#### Énoncé de tâche:
Recopiez intégralement, mot pour mot, l'article ci-dessous sur les fouilles intégrales pratiquées sur M. B... en détention.

#### Article:
____________

7. En troisième lieu, M. B..., le 1er juin 2015 à la maison d'arrêt de La Roche-sur-Yon, a agressé un surveillant en tentant de le frapper avec un pied métallique de tabouret qu'il avait dissimulé sous sa serviette, ce qui a entraîné son transfert au centre pénitentiaire de Nantes, où il a violemment agressé un autre détenu le 19 juin 2015, acte pour lequel il a d'ailleurs été sanctionné par vingt-cinq jours en cellule disciplinaire dont dix avec sursis. Par ailleurs, le 2 juillet 2015, alors qu'il était placé en quartier disciplinaire, il a, ainsi qu'il a été dit au point 5, été surpris en possession d'un téléphone portable, agissement pour lequel il a été sanctionné par quatorze jours de cellule disciplinaire avec sursis. Enfin, le 25 août 2015, l'intéressé s'est battu avec un codétenu dans sa cellule. Ainsi, compte tenu des agissements violents réitérés de M. B... et de la circonstance qu'il a introduit des objets proscrits dans l'enceinte du centre pénitentiaire, il n'est pas établi que des fouilles par palpation ou l'utilisation des moyens de détection électronique auraient été suffisantes. Les fouilles intégrales entreprises par les agents de l'administration pénitentiaire apparaissaient en revanche tant nécessaires que proportionnées.

____________

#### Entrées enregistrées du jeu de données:

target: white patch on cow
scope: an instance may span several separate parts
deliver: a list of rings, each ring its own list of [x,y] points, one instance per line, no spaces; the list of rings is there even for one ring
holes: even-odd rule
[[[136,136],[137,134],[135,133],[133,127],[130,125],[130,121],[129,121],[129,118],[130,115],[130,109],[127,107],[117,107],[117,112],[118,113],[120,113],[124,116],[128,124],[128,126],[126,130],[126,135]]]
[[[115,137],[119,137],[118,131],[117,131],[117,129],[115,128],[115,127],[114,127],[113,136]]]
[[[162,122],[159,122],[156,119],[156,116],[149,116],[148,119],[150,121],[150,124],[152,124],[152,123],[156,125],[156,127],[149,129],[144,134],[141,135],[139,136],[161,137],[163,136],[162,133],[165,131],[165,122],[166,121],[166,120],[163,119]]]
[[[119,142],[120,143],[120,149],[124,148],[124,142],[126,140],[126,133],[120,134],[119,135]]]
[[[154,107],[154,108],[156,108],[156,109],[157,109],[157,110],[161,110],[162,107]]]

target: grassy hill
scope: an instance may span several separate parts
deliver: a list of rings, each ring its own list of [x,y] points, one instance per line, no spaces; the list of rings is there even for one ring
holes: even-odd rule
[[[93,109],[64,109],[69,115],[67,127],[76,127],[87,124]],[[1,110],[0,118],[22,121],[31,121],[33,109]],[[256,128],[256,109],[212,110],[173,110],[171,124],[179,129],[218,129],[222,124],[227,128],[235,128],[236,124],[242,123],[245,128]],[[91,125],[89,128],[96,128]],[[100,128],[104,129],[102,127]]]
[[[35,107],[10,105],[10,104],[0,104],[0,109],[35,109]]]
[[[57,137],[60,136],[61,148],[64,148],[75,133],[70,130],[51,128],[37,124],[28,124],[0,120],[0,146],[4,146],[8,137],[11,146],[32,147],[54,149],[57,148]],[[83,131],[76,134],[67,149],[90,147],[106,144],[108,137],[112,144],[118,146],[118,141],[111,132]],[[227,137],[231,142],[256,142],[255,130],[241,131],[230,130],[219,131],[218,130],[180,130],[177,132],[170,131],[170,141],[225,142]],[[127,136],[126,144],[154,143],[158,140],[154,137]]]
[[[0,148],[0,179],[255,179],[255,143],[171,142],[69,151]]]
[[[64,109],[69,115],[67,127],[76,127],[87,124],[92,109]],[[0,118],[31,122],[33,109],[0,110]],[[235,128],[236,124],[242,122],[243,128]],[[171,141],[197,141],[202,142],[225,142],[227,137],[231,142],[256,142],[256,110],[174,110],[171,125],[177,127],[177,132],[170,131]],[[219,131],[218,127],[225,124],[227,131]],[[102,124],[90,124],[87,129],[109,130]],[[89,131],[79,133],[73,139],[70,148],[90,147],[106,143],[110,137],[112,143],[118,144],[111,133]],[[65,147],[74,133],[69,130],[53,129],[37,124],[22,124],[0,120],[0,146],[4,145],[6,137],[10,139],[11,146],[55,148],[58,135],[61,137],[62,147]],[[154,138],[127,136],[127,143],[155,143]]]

____________

#### Réponse attendue:
7. En troisième lieu, M. B..., le 1er juin 2015 à la maison d'arrêt de La Roche-sur-Yon, a agressé un surveillant en tentant de le frapper avec un pied métallique de tabouret qu'il avait dissimulé sous sa serviette, ce qui a entraîné son transfert au centre pénitentiaire de Nantes, où il a violemment agressé un autre détenu le 19 juin 2015, acte pour lequel il a d'ailleurs été sanctionné par vingt-cinq jours en cellule disciplinaire dont dix avec sursis. Par ailleurs, le 2 juillet 2015, alors qu'il était placé en quartier disciplinaire, il a, ainsi qu'il a été dit au point 5, été surpris en possession d'un téléphone portable, agissement pour lequel il a été sanctionné par quatorze jours de cellule disciplinaire avec sursis. Enfin, le 25 août 2015, l'intéressé s'est battu avec un codétenu dans sa cellule. Ainsi, compte tenu des agissements violents réitérés de M. B... et de la circonstance qu'il a introduit des objets proscrits dans l'enceinte du centre pénitentiaire, il n'est pas établi que des fouilles par palpation ou l'utilisation des moyens de détection électronique auraient été suffisantes. Les fouilles intégrales entreprises par les agents de l'administration pénitentiaire apparaissaient en revanche tant nécessaires que proportionnées.